EXERCISE DIRECTIONS
Below this line is a set of entries; quote exactly the lines from the line that contains "positive clicks: (84, 186)" to the line that contains "box: [7, 201, 600, 316]", both lines included.

--- DATA SHOWN Enclosed Below ---

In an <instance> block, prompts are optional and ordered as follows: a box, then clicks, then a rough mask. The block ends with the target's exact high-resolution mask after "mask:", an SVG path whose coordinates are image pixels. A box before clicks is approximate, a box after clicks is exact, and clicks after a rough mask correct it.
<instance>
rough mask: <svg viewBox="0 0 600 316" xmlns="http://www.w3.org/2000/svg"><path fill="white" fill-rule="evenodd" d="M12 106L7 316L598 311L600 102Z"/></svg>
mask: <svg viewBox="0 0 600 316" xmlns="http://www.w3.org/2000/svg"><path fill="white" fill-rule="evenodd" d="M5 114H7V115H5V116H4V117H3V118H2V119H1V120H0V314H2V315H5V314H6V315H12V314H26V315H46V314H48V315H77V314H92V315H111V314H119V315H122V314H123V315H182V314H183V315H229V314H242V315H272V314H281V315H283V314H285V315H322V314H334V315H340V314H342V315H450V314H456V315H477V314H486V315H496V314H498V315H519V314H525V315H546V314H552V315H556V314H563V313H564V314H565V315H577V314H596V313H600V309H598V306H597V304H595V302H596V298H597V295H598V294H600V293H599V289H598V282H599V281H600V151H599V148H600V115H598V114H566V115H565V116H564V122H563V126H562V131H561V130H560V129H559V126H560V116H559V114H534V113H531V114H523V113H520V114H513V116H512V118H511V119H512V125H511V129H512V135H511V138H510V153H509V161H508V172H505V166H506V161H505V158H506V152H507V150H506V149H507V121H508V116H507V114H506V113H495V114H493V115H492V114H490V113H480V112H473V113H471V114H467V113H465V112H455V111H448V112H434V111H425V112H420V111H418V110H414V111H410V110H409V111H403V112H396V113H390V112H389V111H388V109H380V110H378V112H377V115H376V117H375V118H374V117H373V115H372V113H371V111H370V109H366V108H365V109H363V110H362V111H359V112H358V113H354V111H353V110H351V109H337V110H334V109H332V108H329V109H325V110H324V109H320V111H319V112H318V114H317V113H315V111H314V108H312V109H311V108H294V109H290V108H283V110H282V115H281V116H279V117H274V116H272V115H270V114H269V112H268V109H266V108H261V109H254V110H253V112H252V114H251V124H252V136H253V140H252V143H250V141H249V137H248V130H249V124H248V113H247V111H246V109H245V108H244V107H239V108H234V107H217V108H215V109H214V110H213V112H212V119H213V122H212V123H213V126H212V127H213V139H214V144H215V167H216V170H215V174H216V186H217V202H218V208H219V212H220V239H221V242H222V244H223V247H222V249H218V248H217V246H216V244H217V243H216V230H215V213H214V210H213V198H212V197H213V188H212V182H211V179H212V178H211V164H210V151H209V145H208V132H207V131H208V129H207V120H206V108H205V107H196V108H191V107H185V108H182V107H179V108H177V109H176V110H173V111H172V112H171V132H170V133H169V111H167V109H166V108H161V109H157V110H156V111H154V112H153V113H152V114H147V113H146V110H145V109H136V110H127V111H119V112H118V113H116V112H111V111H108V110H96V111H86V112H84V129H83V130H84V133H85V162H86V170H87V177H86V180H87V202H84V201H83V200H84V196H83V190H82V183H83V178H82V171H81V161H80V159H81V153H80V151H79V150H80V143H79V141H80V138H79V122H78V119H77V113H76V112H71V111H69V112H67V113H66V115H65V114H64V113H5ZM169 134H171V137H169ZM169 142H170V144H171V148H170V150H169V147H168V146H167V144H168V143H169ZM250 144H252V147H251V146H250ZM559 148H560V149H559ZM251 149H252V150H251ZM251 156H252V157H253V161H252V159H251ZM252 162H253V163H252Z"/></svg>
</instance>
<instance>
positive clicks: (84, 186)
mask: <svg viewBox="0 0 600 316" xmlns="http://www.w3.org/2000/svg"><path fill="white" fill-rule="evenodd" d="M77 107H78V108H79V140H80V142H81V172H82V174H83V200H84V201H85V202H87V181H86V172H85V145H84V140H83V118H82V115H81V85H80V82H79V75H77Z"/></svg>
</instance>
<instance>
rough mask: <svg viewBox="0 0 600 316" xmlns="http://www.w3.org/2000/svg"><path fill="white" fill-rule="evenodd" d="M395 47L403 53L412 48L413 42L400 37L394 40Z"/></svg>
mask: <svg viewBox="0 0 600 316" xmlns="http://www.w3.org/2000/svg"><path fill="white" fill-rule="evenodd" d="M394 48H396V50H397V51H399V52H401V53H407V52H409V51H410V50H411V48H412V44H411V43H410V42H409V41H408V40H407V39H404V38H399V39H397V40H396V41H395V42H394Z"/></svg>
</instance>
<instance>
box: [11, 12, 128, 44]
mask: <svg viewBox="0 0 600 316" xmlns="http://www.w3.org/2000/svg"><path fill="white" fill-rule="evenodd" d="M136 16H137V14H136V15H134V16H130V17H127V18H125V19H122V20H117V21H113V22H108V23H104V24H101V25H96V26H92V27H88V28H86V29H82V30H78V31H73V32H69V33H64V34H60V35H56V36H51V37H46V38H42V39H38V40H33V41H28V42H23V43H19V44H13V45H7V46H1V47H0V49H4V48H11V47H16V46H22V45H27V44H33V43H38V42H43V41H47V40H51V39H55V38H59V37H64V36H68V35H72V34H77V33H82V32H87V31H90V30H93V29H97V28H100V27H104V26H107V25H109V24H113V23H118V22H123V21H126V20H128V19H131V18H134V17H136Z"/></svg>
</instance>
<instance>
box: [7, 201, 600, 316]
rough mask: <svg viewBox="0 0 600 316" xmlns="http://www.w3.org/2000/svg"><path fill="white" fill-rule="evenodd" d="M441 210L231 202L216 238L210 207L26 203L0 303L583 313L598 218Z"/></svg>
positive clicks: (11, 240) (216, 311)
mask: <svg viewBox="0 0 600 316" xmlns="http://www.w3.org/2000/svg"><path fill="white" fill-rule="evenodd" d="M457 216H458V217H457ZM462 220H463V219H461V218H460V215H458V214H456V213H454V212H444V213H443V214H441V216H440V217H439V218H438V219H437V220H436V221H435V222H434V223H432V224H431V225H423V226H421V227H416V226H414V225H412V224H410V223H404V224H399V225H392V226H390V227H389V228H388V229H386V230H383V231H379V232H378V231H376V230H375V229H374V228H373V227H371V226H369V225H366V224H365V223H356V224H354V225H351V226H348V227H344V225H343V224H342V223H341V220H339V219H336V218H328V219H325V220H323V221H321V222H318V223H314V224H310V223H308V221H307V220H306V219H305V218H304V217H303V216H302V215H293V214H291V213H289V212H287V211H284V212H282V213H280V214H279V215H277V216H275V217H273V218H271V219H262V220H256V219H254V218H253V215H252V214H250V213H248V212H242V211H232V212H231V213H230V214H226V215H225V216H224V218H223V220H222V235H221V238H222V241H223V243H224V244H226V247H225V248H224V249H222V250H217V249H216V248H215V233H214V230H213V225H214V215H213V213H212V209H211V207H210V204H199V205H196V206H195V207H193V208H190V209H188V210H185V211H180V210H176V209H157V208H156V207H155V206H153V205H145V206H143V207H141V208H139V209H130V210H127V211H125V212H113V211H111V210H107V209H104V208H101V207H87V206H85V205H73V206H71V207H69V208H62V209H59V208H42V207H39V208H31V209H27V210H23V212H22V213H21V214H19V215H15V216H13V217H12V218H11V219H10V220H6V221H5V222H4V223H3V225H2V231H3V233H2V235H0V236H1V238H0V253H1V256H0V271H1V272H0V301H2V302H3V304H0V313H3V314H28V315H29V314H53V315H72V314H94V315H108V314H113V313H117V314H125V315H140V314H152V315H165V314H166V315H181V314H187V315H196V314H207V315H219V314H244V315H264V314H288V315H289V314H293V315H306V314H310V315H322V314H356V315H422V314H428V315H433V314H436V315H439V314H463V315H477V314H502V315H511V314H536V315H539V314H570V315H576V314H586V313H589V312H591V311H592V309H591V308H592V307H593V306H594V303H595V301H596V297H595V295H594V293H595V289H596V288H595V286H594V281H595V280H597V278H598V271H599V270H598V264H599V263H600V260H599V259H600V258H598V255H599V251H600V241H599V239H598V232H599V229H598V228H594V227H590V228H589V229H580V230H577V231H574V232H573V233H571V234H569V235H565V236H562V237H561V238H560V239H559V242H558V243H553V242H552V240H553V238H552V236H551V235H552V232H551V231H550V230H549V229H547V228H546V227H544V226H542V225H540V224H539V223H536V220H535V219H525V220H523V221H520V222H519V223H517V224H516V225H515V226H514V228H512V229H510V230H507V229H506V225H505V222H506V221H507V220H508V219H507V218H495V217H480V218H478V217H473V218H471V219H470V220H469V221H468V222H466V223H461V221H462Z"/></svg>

--- End of Enclosed DATA SHOWN ---

WORKED SOLUTION
positive clicks: (84, 186)
mask: <svg viewBox="0 0 600 316" xmlns="http://www.w3.org/2000/svg"><path fill="white" fill-rule="evenodd" d="M77 107H78V108H79V140H80V142H81V172H82V174H83V200H84V201H85V202H87V181H86V172H85V145H84V140H83V118H82V115H81V85H80V82H79V75H77Z"/></svg>
</instance>
<instance>
rough mask: <svg viewBox="0 0 600 316" xmlns="http://www.w3.org/2000/svg"><path fill="white" fill-rule="evenodd" d="M395 47L403 53L412 48L413 42L400 37L394 40Z"/></svg>
mask: <svg viewBox="0 0 600 316" xmlns="http://www.w3.org/2000/svg"><path fill="white" fill-rule="evenodd" d="M394 48H396V50H397V51H399V52H401V53H407V52H409V51H410V50H411V48H412V44H411V43H410V42H409V41H408V40H407V39H404V38H399V39H397V40H396V41H395V42H394Z"/></svg>
</instance>
<instance>
box: [11, 12, 128, 44]
mask: <svg viewBox="0 0 600 316" xmlns="http://www.w3.org/2000/svg"><path fill="white" fill-rule="evenodd" d="M136 16H137V14H136V15H134V16H130V17H127V18H125V19H122V20H117V21H113V22H108V23H104V24H101V25H96V26H92V27H88V28H86V29H82V30H78V31H73V32H69V33H64V34H60V35H56V36H51V37H46V38H42V39H38V40H33V41H28V42H23V43H19V44H13V45H7V46H1V47H0V49H4V48H11V47H16V46H22V45H27V44H33V43H38V42H43V41H47V40H51V39H55V38H59V37H64V36H68V35H72V34H77V33H82V32H87V31H90V30H93V29H97V28H100V27H104V26H107V25H109V24H113V23H118V22H123V21H126V20H128V19H131V18H134V17H136Z"/></svg>
</instance>
<instance>
box: [7, 201, 600, 316]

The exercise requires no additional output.